Maison LePailleur – Cultural Programming
A museum and historical site specializing in the history of Lower Canada, Maison LePailleur offers tours and guided tours, shows, educational programs, workshops, exhibitions and major annual events such as Saint-Jean-Baptiste Day and National Patriots Day. It is also possible to rent space.
200 years of history to discover
Its mandate is to preserve, enhance and disseminate the regional historical heritage through its building dating back to 1792, which is one of the oldest houses in the Montérégie region and is one of the many tourist attractions in Châteauguay.
The Maison LePailleur is part of a vast estate that includes gardens and a terrace.
The Maison LePailleur takes its name from a family of notaries, father and son, respectively François-Georges LePailleur and Alfred-Narcisse LePailleur, who were owners from 1826 to 1834 for the former and from 1855 to 1875 for the latter. A prestigious and imposing house for its time, the Maison LePailleur was built in 1792. It is a fine example of the typical Quebec house.
Curiously, the house in its present state looks very much like the one described in the construction contract between Pierre Bouthillier and François Rolland, dated February 14, 1792. In this agreement, Pierre Bouthillier undertakes to deliver the house on a turnkey basis, on September 1st. But in fact, there is more than just a house that stands in the decor of the seigniory of Châteauguay. An entire estate now faces the St-Joachim church. In fact, this domain has several outbuildings at the back, such as a stable, a vegetable cellar, a barn and latrines.

■ INPUT DATA ■
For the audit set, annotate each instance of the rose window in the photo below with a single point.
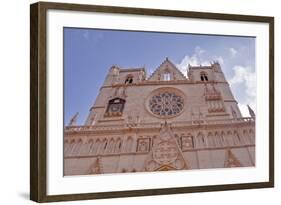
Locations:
(166, 104)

■ EXERCISES ■
A – In the Maison LePailleur text, what date does the construction contract between Pierre Bouthillier and François Rolland bear?
B – Please recast the paragraph of the Maison LePailleur text that begins "The Maison LePailleur takes its name" as a short bulleted list, keeping its main facts.
C – Carry the Maison LePailleur text forward, starting right after its final sentence.

■ RESPONSES PER TASK ■
A – February 14, 1792.

B –
- Named after a family of notaries: François-Georges LePailleur (father) and Alfred-Narcisse LePailleur (son)
- Owners: François-Georges from 1826 to 1834; Alfred-Narcisse from 1855 to 1875
- Built in 1792 as a prestigious and imposing house for its time
- A fine example of the typical Quebec house

C –
Over the years, the house has known many vocations. It was first used as a fur warehouse, then as a general store, as a private residence for French and English speaking families and as a notary’s office. In the aftermath of the Patriots’ rebellion in 1839, the house was reportedly requisitioned by English soldiers stationed in Châteauguay.
It is truly exceptional that with such a varied history, the house has remained without major changes. Of course, the outbuildings have been destroyed and the land is smaller, but the fact remains that the house is a witness to the past.
Today, the LePailleur house hosts artistic or historical exhibitions. The City acquired it in 1997. The Société du Musée du Grand Châteauguay, founded in 1989, has housed and managed the estate’s facilities since 1998.
Take advantage of your visit to the estate to have a picnic in the old Gravel house. This consolidated ruin, newly converted into an open-air rest and exhibition area, will allow you to take the time to admire nature, while learning the history of Maison LePailleur’s little sister.
Initiate yourself to ancestral horticultural methods in our early 19th century vegetable garden. Reconnect with the know-how of our grandmothers and let your senses teach you about our foods of yesteryear and our traditional pharmacopoeia. Cultivated the old-fashioned way, listen to our lush vegetable garden reveal the secrets of our heritage seeds.
Accessible from spring to fall, the terrace of Maison LePailleur is reminiscent of the old architecture of Maison Gravel and offers a magnificent view of the church and the river. A stroll on the estate and a visit to the museum can easily conclude with a small herbal tea with fragrant aromas. Take advantage of this moment to do some reading, or bring your own snack, and make our terrace a place to meet and share with friends or colleagues.
The Maison LePailleur’s collection of artifacts was built up mainly thanks to donations of objects made by the citizens of Châteauguay or the surrounding municipalities who did not want to see these witnesses to their history disappear.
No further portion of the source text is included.